— Problem description —
Rewrite the records below, changing each instance of "pixel coordinates" to "image coordinates" and leaving all other text as it is.

(Excerpts from point annotation data)
:::::

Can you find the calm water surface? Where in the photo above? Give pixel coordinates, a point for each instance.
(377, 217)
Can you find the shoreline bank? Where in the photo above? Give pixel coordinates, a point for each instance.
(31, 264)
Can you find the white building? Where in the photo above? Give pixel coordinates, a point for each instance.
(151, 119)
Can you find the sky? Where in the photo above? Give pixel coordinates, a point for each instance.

:::::

— Solution —
Can you find the calm water surface? Where in the photo above? Give image coordinates, a point for each instance.
(377, 217)
Can you find the shoreline bank? Where in the photo above? Give image coordinates, a point for each instance.
(31, 264)
Can you find the white building? Where in the photo above? Give image coordinates, a point for each instance.
(151, 119)
Can you find the sky? Where in the photo above? Give image coordinates, a point for each instance.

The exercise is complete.